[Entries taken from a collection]
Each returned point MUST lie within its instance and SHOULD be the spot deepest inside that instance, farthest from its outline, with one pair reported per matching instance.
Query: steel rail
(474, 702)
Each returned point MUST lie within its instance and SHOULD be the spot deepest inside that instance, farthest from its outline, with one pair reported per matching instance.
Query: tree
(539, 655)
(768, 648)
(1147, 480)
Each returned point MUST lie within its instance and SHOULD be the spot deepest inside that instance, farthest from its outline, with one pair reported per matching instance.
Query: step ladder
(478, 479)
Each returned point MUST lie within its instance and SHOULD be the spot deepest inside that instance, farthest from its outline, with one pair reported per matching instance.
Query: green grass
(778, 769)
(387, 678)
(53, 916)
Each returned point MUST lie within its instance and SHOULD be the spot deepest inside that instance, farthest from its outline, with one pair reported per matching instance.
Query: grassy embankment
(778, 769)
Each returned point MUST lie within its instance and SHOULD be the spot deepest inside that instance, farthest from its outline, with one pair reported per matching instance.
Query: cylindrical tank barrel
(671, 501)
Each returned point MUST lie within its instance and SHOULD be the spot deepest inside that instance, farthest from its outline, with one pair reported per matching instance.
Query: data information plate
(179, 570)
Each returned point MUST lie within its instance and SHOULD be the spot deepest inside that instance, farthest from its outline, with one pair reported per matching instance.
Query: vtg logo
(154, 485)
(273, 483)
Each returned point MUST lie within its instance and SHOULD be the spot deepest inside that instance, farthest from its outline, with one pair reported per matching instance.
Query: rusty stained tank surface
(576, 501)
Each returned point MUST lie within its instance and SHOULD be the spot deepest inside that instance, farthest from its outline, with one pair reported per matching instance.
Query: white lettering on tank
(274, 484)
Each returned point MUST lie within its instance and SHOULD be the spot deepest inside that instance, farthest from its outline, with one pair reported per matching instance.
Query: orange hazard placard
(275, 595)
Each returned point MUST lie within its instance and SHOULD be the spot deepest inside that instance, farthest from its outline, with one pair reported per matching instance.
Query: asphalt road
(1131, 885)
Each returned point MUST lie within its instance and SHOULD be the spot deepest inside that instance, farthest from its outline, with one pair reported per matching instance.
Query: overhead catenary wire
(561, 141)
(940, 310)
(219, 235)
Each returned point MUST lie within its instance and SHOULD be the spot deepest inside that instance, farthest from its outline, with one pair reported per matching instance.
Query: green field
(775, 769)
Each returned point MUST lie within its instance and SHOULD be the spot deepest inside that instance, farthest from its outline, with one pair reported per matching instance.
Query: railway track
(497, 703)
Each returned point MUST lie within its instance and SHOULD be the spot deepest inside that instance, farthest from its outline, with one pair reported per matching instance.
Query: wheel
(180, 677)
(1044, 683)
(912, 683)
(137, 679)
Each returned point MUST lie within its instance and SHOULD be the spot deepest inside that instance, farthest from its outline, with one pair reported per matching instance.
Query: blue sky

** Written problem **
Set down the entries verbatim, leaving none out.

** Task answer **
Each returned point MUST lie within its instance and SHOULD be the spot deepest inside that instance, farthest from its outline, with one pair reported per matching instance.
Query: steel rail
(474, 702)
Each returned point MUST lie within its instance and SHOULD be the spot deepest inside that instance, farthest from its outline, with one pair reported per matching instance.
Query: tree
(539, 655)
(768, 648)
(1147, 480)
Each returned point MUST lie within its instance and SHOULD be the spot deepest inside that instance, farthest from its outline, with one pair reported per matching instance.
Query: step ladder
(478, 479)
Each returned point MUST lie within its instance and SHOULD be the spot deepest inside that instance, farthest from its outline, with one pair reported per matching instance.
Query: green grass
(778, 769)
(387, 678)
(53, 916)
Each returned point MUST lie within its instance and SHOULD be the spot deepest inside that instance, farthest from its outline, with one pair reported per matching instance.
Query: grassy embankment
(778, 769)
Each returned point MUST lie within its instance and SHOULD be the spot deepest inside that instance, farthest from its outline, with one pair reported per matching instance.
Query: cylindrical tank barrel
(671, 501)
Each returned point MUST lie within its instance and SHOULD be the spot deepest inside that instance, farthest from its outline, with one pair reported per matching instance.
Query: data information plate
(179, 570)
Each returned point MUST lie within its instance and SHOULD be the spot deepest inside that instance, farthest from its outline, with one pair reported per matching instance.
Query: vtg logo
(154, 485)
(273, 483)
Each returned point MUST lie within its instance and SHOULD be the spot deepest inside that instance, farthest from its outline, with one pair reported per matching instance.
Query: rusty stained tank surface
(576, 501)
Each returned point MUST lie within its instance and SHOULD be the spot deepest inside that instance, farthest from its outline, with one pair reported per matching instance.
Query: white lettering on tank
(274, 484)
Each returned point MUST lie within its instance and SHOULD be the spot deepest inside that instance, farthest from its outline, with one pair reported per matching instance.
Query: orange hazard placard
(275, 595)
Each returned point MUST lie within its instance and SHOULD be the spot deepest inside that instance, farthest from its outline, with one pair reported per matching instance.
Query: asphalt road
(1131, 885)
Each returned point MUST lie within its instance and SHOULD be the spot deepest inside that instance, farthest from its outline, with one pair reported per matching instance.
Query: overhead catenary wire
(561, 141)
(940, 310)
(219, 235)
Each returned point MUST lie within its instance and SHOULD be the spot deepest inside that instance, farthest from its outline, with one pair reported per matching instance.
Query: green field
(775, 769)
Each returned point MUST lie within its instance and SHOULD be the spot deepest inside that instance, farthest from its outline, with one pair reported per matching instance.
Query: railway track
(497, 703)
Each returned point MUST lie within its instance and SHOULD be the spot deepest inside that instance, farthest from its outline, with one pair reported per matching instance.
Query: wheel
(180, 677)
(1044, 683)
(912, 683)
(137, 679)
Each returned point MUST lie within its instance and SHOULD be the spot deepest inside that instance, farthest from its outline, with one pair reported per matching instance.
Query: blue sky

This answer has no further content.